- Instructions to follow: Duplicate the rows from the line containing "the wheel rim" through the end of the rows, inclusive.

- Input:
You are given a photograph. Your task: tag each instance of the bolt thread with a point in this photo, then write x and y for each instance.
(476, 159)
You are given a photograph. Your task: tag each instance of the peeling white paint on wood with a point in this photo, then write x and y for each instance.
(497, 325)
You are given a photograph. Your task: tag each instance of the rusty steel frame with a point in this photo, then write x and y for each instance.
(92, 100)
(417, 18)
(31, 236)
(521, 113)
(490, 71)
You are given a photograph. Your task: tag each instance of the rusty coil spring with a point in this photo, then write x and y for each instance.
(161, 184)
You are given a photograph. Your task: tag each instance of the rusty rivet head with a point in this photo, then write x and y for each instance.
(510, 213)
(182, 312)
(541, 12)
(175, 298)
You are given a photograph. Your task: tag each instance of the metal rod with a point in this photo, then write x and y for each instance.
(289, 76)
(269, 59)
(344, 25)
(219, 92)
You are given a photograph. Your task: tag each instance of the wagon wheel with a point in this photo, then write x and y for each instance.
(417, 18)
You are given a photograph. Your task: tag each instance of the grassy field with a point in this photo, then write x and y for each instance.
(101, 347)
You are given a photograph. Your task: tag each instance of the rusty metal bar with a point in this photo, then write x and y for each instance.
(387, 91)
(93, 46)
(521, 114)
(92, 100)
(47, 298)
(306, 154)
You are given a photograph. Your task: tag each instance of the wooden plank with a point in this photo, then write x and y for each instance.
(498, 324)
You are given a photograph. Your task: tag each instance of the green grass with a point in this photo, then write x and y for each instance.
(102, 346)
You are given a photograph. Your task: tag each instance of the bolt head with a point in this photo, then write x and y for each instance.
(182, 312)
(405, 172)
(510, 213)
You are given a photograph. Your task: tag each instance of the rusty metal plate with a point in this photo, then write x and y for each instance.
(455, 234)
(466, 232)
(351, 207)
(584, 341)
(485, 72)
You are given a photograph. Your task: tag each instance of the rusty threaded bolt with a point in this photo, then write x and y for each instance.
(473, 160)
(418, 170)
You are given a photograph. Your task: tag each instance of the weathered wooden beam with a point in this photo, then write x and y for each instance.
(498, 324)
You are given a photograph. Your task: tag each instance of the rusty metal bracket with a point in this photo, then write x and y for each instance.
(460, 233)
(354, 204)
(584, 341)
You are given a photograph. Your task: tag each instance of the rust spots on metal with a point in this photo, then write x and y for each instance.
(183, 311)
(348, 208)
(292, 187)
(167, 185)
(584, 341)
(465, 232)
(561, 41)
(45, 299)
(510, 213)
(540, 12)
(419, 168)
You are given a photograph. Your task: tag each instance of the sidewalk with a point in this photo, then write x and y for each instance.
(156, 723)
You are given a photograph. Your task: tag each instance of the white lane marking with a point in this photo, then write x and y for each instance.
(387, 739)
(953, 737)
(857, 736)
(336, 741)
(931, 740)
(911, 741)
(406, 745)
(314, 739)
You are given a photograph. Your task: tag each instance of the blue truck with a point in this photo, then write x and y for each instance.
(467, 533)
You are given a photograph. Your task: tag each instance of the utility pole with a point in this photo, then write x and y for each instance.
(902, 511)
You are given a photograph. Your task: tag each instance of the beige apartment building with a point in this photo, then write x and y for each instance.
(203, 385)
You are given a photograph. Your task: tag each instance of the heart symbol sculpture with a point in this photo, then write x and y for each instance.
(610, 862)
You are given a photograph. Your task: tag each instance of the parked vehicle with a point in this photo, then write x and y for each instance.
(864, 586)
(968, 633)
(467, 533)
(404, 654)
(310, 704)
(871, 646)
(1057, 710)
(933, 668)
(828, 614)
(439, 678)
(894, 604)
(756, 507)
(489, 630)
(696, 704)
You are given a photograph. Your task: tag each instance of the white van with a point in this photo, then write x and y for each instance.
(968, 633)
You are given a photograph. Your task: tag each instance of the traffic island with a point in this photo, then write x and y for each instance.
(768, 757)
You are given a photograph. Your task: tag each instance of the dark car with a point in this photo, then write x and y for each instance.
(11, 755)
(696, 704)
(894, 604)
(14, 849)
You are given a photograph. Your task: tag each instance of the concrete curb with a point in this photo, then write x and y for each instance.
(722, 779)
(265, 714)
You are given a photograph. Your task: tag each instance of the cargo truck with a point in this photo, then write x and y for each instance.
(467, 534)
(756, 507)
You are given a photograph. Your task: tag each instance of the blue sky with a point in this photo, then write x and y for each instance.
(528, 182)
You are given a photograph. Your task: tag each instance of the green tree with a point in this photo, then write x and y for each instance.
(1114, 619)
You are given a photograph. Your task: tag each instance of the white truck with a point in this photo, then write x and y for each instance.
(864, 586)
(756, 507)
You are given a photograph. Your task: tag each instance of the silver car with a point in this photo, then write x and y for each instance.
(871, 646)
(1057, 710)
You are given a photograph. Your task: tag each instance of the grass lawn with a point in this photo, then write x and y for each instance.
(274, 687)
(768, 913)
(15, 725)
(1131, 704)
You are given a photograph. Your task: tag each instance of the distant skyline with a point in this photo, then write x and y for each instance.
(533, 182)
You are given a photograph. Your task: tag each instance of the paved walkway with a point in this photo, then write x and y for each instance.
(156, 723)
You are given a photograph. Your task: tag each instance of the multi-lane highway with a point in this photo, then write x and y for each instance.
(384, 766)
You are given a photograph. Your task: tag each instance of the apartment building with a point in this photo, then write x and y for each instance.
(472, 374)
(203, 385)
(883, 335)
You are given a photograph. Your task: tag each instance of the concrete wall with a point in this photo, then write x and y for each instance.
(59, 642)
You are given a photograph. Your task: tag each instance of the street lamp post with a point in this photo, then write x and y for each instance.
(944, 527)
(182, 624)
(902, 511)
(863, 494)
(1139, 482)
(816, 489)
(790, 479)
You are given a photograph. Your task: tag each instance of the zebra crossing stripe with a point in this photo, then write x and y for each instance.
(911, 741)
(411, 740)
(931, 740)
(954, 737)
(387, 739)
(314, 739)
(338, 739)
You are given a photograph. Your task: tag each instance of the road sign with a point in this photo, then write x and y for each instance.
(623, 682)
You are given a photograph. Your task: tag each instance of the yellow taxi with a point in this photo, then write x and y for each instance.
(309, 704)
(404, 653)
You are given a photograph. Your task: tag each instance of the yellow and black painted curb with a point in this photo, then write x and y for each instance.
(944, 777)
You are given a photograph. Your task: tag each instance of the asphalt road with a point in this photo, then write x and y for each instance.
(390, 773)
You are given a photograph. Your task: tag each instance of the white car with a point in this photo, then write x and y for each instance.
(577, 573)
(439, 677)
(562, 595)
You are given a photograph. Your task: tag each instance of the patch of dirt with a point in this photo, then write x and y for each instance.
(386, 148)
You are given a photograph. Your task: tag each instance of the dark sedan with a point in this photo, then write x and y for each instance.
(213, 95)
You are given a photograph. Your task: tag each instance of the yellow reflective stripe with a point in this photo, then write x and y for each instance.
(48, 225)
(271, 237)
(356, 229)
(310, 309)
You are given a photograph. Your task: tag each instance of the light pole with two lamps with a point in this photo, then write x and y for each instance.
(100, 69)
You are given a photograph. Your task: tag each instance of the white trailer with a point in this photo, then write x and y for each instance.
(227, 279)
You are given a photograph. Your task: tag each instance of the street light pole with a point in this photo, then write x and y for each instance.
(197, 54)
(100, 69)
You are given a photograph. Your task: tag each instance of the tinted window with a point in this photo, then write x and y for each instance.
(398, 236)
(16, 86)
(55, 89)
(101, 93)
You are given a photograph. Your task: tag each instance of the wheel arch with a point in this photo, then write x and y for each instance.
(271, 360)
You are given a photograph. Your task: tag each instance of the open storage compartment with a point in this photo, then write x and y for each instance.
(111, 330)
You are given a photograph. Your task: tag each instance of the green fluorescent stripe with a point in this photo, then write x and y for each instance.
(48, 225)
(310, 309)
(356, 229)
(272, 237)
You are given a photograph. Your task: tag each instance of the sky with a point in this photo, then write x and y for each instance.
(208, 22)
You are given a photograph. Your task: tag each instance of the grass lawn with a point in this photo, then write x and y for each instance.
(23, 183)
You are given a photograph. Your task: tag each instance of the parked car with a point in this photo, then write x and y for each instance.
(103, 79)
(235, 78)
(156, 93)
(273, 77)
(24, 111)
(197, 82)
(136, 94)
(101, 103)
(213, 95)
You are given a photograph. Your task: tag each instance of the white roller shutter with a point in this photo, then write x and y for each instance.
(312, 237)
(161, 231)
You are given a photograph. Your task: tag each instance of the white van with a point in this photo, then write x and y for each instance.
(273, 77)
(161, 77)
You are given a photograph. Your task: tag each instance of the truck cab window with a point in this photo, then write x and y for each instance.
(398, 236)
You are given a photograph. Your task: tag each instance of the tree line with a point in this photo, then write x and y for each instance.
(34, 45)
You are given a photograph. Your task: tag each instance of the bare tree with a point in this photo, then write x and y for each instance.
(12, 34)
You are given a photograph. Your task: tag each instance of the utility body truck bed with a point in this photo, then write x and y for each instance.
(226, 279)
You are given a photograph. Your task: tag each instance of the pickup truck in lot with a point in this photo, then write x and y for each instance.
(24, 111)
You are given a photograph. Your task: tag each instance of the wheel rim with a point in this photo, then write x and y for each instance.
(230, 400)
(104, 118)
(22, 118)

- Worked answer:
You are given a photograph. Your task: tag each instance of the wheel rim with a point in this photo, then write x and y for each instance.
(230, 400)
(104, 118)
(22, 118)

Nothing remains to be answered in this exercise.